-- Start Given data --

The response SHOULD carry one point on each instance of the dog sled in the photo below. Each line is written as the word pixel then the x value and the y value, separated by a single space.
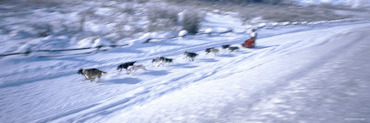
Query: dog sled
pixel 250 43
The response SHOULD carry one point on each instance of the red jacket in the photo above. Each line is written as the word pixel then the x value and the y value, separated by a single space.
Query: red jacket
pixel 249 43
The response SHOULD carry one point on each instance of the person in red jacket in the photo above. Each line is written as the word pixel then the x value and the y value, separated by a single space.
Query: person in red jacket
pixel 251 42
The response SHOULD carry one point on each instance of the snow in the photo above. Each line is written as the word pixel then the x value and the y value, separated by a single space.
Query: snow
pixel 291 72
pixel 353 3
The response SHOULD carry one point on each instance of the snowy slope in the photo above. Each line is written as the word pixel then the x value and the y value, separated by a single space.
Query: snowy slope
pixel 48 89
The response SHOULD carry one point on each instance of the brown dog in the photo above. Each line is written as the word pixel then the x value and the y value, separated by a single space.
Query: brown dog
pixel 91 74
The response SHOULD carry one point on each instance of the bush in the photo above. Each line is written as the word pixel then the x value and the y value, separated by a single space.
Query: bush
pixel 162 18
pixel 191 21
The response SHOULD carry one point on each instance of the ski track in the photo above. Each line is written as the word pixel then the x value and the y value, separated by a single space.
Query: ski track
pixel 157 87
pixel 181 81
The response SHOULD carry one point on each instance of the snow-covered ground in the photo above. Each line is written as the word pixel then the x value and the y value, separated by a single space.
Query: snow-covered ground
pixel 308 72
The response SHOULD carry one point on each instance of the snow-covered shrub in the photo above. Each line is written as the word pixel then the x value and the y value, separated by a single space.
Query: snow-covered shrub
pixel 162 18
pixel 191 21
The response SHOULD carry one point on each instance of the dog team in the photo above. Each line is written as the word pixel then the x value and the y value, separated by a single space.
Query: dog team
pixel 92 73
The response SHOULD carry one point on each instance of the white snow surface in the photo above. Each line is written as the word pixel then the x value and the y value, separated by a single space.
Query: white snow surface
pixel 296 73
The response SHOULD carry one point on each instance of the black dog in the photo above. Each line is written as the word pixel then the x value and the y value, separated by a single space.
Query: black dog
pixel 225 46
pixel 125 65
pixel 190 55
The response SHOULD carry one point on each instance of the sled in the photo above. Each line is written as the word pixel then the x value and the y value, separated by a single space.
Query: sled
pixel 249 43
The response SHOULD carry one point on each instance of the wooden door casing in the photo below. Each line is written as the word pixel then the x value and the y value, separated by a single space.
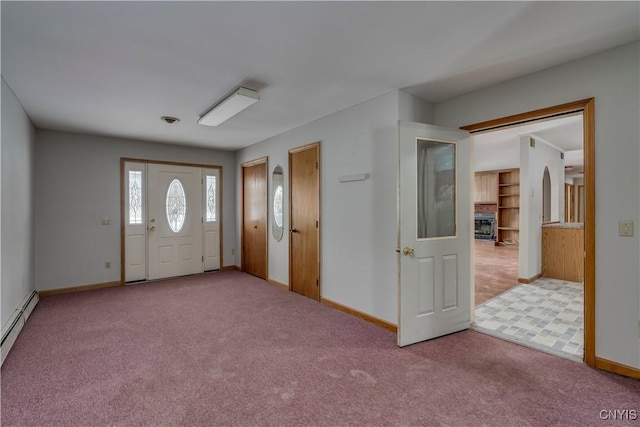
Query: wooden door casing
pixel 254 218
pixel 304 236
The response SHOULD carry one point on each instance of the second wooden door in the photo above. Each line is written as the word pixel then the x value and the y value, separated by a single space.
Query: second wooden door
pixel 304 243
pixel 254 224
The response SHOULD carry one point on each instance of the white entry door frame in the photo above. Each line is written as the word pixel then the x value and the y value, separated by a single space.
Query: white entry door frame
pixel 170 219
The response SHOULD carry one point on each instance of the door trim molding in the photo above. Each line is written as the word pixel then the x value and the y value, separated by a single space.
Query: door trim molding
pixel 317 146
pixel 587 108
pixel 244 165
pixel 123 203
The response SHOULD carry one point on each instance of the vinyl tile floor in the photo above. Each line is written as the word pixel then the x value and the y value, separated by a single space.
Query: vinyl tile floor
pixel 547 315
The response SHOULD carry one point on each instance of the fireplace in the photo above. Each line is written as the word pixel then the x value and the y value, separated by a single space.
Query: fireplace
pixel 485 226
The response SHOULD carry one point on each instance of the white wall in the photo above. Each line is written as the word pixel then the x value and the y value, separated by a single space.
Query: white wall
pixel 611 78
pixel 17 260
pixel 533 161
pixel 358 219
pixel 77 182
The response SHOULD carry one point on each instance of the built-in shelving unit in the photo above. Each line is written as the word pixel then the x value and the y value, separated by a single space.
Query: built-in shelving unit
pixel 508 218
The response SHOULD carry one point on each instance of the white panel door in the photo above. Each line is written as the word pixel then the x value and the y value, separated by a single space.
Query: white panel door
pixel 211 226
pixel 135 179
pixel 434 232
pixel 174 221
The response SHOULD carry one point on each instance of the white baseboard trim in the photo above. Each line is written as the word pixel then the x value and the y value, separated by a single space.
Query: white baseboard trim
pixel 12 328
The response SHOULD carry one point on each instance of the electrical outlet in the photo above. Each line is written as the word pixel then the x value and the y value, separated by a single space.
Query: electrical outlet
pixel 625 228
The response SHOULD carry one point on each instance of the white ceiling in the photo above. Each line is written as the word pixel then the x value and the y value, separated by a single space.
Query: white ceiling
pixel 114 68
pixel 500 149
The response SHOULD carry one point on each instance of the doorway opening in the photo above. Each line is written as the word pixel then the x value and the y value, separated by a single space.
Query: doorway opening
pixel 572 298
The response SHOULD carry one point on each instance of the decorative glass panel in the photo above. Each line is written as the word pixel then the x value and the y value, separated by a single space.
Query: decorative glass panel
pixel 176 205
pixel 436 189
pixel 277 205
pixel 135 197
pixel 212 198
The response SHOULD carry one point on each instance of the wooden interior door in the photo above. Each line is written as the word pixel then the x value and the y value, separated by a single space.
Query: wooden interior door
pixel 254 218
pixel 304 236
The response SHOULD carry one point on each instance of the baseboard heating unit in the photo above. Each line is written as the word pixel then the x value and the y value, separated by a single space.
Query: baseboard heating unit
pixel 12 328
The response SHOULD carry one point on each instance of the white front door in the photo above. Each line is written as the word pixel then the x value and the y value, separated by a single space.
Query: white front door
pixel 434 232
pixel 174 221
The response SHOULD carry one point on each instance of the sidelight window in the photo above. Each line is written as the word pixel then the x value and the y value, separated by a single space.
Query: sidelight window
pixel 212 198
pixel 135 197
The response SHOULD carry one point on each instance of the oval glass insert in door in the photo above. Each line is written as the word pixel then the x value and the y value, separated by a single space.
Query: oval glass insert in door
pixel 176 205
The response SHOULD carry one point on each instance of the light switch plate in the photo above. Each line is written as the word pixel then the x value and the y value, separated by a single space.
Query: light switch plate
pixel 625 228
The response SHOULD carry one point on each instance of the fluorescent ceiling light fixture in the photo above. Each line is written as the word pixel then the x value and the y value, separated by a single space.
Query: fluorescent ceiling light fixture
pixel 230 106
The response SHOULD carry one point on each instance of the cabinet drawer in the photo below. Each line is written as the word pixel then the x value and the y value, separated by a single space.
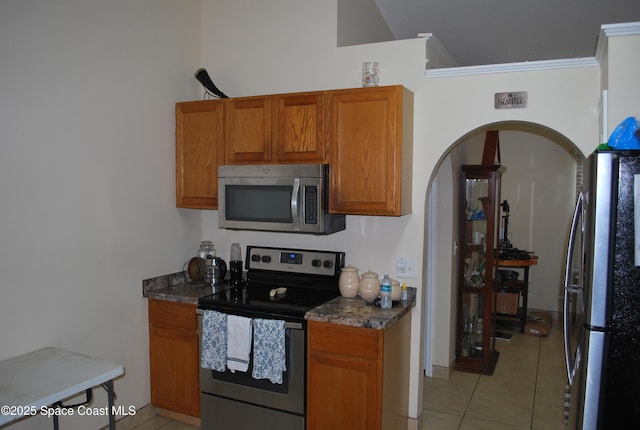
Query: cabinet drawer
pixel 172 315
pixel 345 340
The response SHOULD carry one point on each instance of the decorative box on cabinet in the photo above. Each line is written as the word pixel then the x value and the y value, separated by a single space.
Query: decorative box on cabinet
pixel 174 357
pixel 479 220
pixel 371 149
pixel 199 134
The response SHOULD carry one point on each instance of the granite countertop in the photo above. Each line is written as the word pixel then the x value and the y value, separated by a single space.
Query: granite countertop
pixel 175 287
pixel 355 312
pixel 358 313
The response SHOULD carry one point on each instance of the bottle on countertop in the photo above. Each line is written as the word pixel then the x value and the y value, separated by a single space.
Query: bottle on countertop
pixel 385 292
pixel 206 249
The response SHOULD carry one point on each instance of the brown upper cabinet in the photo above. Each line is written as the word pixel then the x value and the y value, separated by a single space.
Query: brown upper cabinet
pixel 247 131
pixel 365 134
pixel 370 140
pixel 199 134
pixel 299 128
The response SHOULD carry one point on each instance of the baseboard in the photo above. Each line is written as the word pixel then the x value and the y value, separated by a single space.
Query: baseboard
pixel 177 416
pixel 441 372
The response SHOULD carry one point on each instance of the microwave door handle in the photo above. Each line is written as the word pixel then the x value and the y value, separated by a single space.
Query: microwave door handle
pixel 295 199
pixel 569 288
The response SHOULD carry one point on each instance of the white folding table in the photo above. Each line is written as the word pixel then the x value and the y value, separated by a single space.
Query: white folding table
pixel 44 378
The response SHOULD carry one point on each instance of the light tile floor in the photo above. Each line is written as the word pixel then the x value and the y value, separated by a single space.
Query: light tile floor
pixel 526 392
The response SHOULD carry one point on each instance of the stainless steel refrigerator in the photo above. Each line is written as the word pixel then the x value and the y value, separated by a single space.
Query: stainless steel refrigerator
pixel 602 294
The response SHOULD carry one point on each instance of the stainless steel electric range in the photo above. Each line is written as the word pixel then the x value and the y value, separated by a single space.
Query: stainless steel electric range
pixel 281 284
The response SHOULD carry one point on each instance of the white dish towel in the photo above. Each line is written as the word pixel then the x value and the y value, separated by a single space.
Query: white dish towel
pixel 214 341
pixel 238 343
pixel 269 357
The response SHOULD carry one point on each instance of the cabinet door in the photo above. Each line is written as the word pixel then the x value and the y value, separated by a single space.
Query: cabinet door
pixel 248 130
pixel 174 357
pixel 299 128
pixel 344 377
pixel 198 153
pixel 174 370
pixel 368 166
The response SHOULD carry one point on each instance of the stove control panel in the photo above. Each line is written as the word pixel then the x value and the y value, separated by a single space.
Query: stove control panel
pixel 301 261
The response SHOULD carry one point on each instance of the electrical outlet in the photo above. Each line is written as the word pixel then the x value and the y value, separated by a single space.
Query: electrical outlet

-- End Given data --

Reproduce the records word for word, from the line holding "the cabinet drawer" through the line holding "pixel 345 340", inclusive. Leave the pictures out of your answer.

The response SHOULD carry one point on each instance of the cabinet drawer in the photo below. Each line is written as the word pixel then the x value and the y value, separated by a single space.
Query: cabinet drawer
pixel 172 315
pixel 345 340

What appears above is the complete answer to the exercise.